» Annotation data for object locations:
## BEGIN

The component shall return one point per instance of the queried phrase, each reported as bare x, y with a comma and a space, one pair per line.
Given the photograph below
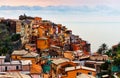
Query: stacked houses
48, 50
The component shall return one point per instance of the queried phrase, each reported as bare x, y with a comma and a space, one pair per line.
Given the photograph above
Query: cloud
90, 3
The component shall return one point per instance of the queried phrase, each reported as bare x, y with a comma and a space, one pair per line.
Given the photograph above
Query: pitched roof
85, 76
26, 62
59, 61
30, 54
35, 69
19, 52
79, 67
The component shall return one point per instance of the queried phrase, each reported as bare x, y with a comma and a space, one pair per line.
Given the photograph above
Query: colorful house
42, 43
17, 54
31, 56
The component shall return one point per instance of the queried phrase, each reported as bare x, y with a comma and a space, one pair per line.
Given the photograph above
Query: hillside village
37, 48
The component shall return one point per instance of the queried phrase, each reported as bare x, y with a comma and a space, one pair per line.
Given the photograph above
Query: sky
90, 3
97, 21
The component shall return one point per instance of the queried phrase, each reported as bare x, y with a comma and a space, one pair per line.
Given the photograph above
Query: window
5, 68
89, 73
78, 73
17, 67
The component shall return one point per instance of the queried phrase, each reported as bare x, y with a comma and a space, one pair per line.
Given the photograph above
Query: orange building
41, 31
58, 66
69, 55
34, 57
73, 72
17, 54
42, 43
37, 20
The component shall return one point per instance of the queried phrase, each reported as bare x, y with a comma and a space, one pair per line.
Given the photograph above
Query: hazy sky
90, 3
97, 21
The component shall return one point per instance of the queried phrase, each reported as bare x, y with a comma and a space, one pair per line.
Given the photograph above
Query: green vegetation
103, 49
7, 39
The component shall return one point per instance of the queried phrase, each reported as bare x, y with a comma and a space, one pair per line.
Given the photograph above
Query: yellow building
17, 54
42, 43
34, 57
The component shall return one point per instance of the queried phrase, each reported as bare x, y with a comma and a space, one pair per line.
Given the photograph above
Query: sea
95, 29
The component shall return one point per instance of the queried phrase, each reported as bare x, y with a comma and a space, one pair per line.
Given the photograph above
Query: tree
103, 49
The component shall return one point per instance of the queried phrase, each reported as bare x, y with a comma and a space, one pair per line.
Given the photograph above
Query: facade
17, 54
34, 57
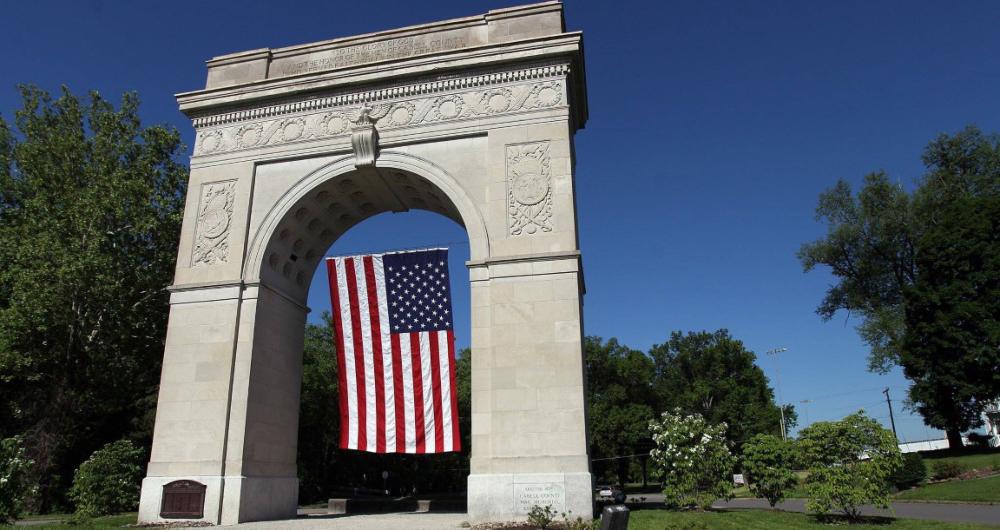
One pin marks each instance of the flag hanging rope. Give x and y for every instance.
(392, 318)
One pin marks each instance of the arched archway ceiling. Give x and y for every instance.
(319, 218)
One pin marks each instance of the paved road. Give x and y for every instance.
(389, 521)
(952, 513)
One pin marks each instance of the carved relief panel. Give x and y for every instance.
(214, 223)
(529, 188)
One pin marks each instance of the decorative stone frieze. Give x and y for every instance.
(529, 188)
(215, 218)
(336, 115)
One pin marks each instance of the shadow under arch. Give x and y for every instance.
(313, 213)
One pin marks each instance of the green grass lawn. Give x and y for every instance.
(763, 519)
(112, 521)
(974, 490)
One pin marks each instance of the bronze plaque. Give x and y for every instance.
(183, 499)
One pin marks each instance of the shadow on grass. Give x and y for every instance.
(873, 520)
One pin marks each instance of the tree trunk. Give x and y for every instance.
(954, 438)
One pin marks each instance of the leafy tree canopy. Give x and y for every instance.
(714, 375)
(90, 212)
(921, 270)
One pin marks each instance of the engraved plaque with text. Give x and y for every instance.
(183, 499)
(528, 495)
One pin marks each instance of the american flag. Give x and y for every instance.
(395, 352)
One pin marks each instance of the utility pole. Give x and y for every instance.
(781, 404)
(892, 420)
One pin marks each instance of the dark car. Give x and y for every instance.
(610, 493)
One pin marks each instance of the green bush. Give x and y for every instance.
(694, 459)
(850, 464)
(768, 461)
(946, 469)
(979, 440)
(912, 473)
(13, 479)
(108, 482)
(541, 516)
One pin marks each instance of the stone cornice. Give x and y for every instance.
(563, 48)
(382, 94)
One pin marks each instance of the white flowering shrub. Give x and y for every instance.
(13, 479)
(694, 458)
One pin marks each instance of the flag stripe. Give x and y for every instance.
(388, 379)
(378, 375)
(418, 393)
(456, 439)
(347, 341)
(428, 393)
(411, 393)
(366, 353)
(397, 378)
(435, 361)
(444, 361)
(359, 361)
(395, 352)
(331, 272)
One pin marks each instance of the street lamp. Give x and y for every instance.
(781, 405)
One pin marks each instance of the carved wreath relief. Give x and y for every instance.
(342, 119)
(215, 217)
(529, 188)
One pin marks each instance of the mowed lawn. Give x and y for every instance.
(976, 490)
(764, 519)
(113, 521)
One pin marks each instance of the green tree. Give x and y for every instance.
(319, 418)
(769, 463)
(14, 486)
(324, 467)
(869, 247)
(714, 375)
(108, 482)
(851, 462)
(952, 344)
(90, 212)
(920, 269)
(694, 457)
(620, 401)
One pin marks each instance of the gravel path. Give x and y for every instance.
(952, 513)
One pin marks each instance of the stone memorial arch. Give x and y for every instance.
(472, 118)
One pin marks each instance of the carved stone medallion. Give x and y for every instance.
(529, 188)
(215, 217)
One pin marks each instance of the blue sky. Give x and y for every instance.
(713, 128)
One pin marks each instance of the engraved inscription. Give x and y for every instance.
(529, 188)
(215, 217)
(374, 51)
(539, 494)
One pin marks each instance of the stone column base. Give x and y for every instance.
(510, 496)
(242, 499)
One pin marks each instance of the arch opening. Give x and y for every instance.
(319, 211)
(325, 204)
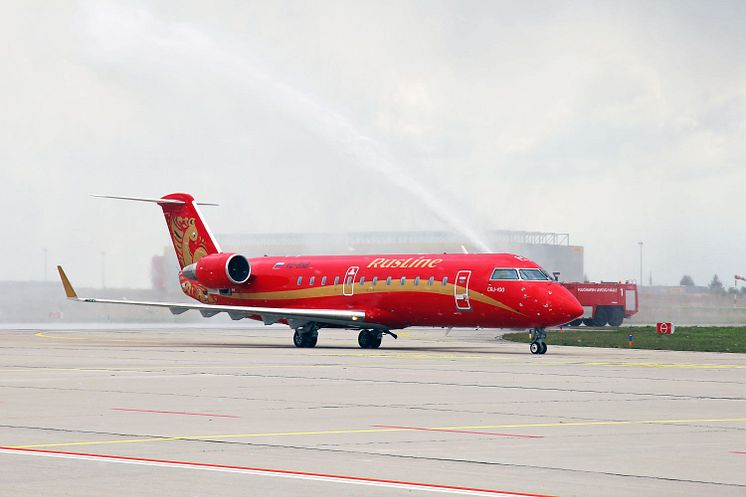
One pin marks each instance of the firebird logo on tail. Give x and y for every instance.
(189, 244)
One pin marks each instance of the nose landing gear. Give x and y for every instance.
(537, 345)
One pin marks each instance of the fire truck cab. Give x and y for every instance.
(604, 303)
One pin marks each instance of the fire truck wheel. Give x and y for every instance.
(616, 316)
(601, 317)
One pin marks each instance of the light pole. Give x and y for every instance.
(640, 244)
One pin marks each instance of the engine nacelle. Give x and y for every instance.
(219, 271)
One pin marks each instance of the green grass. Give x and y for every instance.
(693, 338)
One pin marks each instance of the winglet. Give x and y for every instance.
(69, 290)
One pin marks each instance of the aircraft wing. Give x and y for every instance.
(270, 315)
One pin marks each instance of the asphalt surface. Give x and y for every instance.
(172, 411)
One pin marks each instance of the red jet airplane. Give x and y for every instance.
(371, 293)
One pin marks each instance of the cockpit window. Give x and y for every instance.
(504, 274)
(534, 274)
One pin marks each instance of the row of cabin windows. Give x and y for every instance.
(374, 281)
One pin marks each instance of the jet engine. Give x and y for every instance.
(219, 271)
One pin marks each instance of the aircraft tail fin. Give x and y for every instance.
(191, 237)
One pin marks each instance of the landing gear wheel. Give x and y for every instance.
(305, 340)
(616, 316)
(601, 317)
(369, 339)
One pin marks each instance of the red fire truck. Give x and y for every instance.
(604, 303)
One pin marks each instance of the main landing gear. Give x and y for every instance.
(537, 336)
(306, 336)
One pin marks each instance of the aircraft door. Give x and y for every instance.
(348, 284)
(461, 290)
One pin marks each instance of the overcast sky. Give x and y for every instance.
(617, 122)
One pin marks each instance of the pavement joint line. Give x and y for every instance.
(378, 430)
(282, 473)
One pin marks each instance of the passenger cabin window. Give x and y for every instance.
(534, 274)
(504, 274)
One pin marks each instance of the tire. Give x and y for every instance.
(297, 339)
(616, 316)
(601, 317)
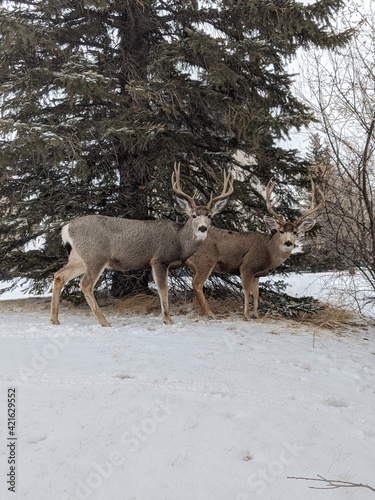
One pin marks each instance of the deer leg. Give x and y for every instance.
(247, 285)
(87, 285)
(73, 269)
(200, 275)
(160, 274)
(255, 292)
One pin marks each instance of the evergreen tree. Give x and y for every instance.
(100, 97)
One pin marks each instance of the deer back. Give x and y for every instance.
(126, 244)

## END

Convert the material from the line containing "One pin marks each instance of the winglet." through the end of the material into a JSON list of strings, one string per line, skipping blank lines. Leave the pictures out of the list.

[
  "One pin marks each instance of the winglet. Give x and y for every instance.",
  "(69, 290)",
  "One pin marks each instance of the aircraft wing. Give x and y for every instance.",
  "(270, 315)",
  "One pin marks each instance of the asphalt surface. Give x and y for every instance.",
  "(172, 411)",
  "One pin marks each instance of the red jet airplane. Give x and y for every instance.",
  "(371, 293)",
  "One pin marks each instance of the cockpit window. Give x and y for every instance.",
  "(504, 274)",
  "(534, 274)",
  "One pin marks each instance of the row of cabin windows. Give x and y for every instance.",
  "(374, 281)",
  "One pin marks each instance of the jet engine. Give x and y for every instance.",
  "(219, 271)",
  "One pin marks each instance of the aircraft tail fin. Give x and y for every instance.",
  "(191, 237)",
  "One pin marks each instance of the landing gear wheel. Give x and y for every instance.",
  "(305, 340)",
  "(616, 316)",
  "(601, 317)",
  "(369, 339)",
  "One pin marks each instance of the red fire truck. Give x and y for every instance.",
  "(604, 303)",
  "One pin marks each instance of the main landing gear. Give x and y for every instance.",
  "(537, 336)",
  "(306, 336)",
  "One pin marks each instance of the aircraft door. Give x and y for every instance.",
  "(348, 284)",
  "(461, 290)",
  "One pin marks each instance of the overcast sky. Give x and y for every instance.",
  "(617, 122)",
  "One pin marks each instance of the pavement joint line. Give x and y for every instance.",
  "(378, 430)",
  "(282, 473)",
  "One pin marks each instance of the passenger cabin window. Give x and y for every instance.",
  "(534, 274)",
  "(504, 274)",
  "One pin marks each instance of the tire. Give x and y for every instance.",
  "(297, 339)",
  "(616, 316)",
  "(601, 317)",
  "One pin marks each instance of the deer leg. Give x and y for every instance.",
  "(247, 285)",
  "(87, 285)",
  "(73, 269)",
  "(200, 275)",
  "(160, 274)",
  "(255, 292)",
  "One pin marks each instance of the evergreen tree. Give x and y for every instance.",
  "(100, 97)",
  "One pin marks each instance of the deer back. Give x and y for every instance.",
  "(126, 244)"
]